* _Gestellte Aufgabe_: Schreibe den Bericht über das Kolloquium „Schule ohne Noten – ist das gesund?“ im Anschluss an seinen letzten Satz weiter.

* _Seitenauszug_:
————————

Bericht vom 11. Wittener Kolloquium für Humanismus, Medizin und Philosophie am Freitag, 06. und Samstag, 07. Mai 2022 an der Universität Witten/Herdecke.

Das Kolloquium zum Thema "Schule ohne Noten – ist das gesund?" durchzog eine Atmosphäre von Liebe zu Kindern, Lebensfreude und Positivität. Man war sich darin einig: Es braucht mehr Vertrauen in unsere Kinder und Mut zur Reform des Schulwesens!

Freitag, 06. Mai 2022

Prof. Dr. med. David Martin und Dr. med. Silke Schwarz von der Universität Witten/Herdecke gaben aus kinder- und schulärztlicher Sicht eine kurze Einführung in das Thema.

Es folgte ein bewegender Zoom-Beitrag von André Stern aus Frankreich: "Kinder sind Riesen. Spielen, um zu lernen, zu fühlen und zu leben". Stern besuchte – obwohl in Paris aufgewachsen - nie eine Schule! Überzeugend legte er dar, warum in jedem Kind ein geniales Wesen, "ein Riese" steckt, wenn es nur im richtigen Klima, in der richtigen Umgebung aufwachsen darf. Und so wie Schule heute ist, mache sie eben gerade keine Riesen aus unseren Kindern. Was tun Kinder, wenn wir sie einfach in Ruhe lassen? Sie spielen! Und das sei das allerbeste Lernwerkzeug, was wir als Menschen haben. Zum Lernen gebe es nichts Besseres, als zu spielen. Und Begeisterung ist wie Dünger für dieses spielende Lernen. Wir brauchen Vertrauen in Kinder und Kindheit ...

Prof. Mag. Dr. Christine Plaimauer von der Pädagogischen Hochschule Oberösterreich gab einen online-Beitrag zu "Die Not mit den Noten! Warum man "Leistungen" nicht mit Ziffern beurteilen sollte und Noten von Natur aus ungerecht sind." Es widerstrebe jeder Bildungsgerechtigkeit, dass die Zuweisung zu einer Laufbahn nach Noten geschehe, die summativ als Ergebnis eines Tests oder einer Prüfung entstehen und kaum formativ nach Entwicklung und Unterrichtsqualität. Es sei bekannt, dass jeder* Lehrer* einen* Schüler* in einem Fach unterschiedlich beurteilt und die Gruppe in seiner* persönlichen Gauß’schen Kurve unterbringt. Selbst- und Fremdeinschätzung seien regelhaft verschieden. Vorurteile, Beharrungs- und Stigmatisierungseffekte seien an der Tagesordnung. Noten hätten somit einen Mangel an Objektivität, Validität und Reliabilität. Zudem sei bekannt, dass "Bildung vererbbar sei" und es ein ungelöstes Genderproblem gebe, bei dem Jungen aufgrund ihres natürlichen lebhafteren Verhaltens schlechter bewertet und schneller in Richtung ADHS (Aufmerksamkeits- und Hyperaktivitätssyndrom) verurteilt würden.

————————

* _Gespeicherte Zeilen_:

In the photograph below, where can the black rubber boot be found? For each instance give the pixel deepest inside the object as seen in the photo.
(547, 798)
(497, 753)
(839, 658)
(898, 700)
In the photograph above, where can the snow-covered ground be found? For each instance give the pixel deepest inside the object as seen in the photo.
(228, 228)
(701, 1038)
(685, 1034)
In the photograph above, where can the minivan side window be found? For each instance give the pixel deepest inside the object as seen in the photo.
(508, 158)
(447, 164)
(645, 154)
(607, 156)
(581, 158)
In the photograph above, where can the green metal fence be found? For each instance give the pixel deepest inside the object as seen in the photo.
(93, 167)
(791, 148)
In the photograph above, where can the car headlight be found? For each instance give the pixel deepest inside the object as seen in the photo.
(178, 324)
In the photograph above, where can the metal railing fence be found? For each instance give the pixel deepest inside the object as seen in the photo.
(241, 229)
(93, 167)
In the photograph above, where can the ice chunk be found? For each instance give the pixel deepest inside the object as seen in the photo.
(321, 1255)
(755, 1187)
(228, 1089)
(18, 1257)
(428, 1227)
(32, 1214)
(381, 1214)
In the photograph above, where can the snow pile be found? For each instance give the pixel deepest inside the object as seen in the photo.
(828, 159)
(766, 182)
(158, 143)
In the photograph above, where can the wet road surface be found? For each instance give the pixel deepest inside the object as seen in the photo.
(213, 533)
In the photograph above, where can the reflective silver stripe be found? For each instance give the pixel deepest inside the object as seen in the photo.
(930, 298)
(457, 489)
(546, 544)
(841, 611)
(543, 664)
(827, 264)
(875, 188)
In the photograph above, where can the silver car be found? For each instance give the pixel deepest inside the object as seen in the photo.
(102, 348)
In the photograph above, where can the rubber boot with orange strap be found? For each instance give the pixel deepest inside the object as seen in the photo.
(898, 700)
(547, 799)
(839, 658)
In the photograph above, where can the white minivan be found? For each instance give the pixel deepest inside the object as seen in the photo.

————————

* _Endergebnis_:
Beurteilung und Beratung stehen im Konflikt. Das mache eine positive Lehrer*-Schüler*-Beziehung von Grund auf schwierig. Und was man lernt, sei Rangordnung, Unterordnung und Anpassung, was wiederum zu Frustration, Angst und geringer Selbstwirksamkeitsüberzeugung führt. So werden Lernen und Leistung wirkungsvoll gehemmt.

Univ.-Prof. Dr. Jörg Ramseger von der FU Berlingab einen Beitrag zu "Leistungsbeurteilung, Lernerfolgsrückmeldung und das (meist vergebliche) Bemühen um Gerechtigkeit in der Schule und im Leben". Es gehe bei Benotungen um eine Vermessung des Menschen. Es gebe inzwischen Formen der totalen Überwachung und Elterninformation in Echtzeit wie am Beispiel www.altitudelearning.com ablesbar. Das "Lernen mit Lernerfolgsrückmeldung" wird dem Prinzip "Auslese durch Beurteilung" gegenübergestellt. Eine Nutzen-Schaden-Analyse zeige, dass Zensuren guten Schülern* nutzen und sog. schlechten Schülern* schaden. So komme es zum Matthäus-Effekt, indem früh entwickelte Kompetenzen sich nachhaltig verstärken und ein Mangel an denselben zu nachhaltigen Verlusten führt. Aber ist langsam lernen schlecht? Interessant wäre, warum und wann Kinder "die Kurven wechseln".
 

Dr. David Hornemann v. Laer von der Universität Witten/Herdecke nimmt die Teilnehmer* in eine spannende und künstlerische Reflektion über "Entscheidungskunst" mit. Es wird ansichtig, wie Werte und Perspektiven die individuellen Entscheidungen formen. Seine anregenden Ausführungen berühren Joseph Beuys, Friedrich Schiller, einen Bildausschnitt aus der Sixtina und das Wertequadrat nach Schulz und Thun u. a. am Beispiel Sparsamkeit/Geiz gegenüber Großzügigkeit/Verschwendung(ssucht).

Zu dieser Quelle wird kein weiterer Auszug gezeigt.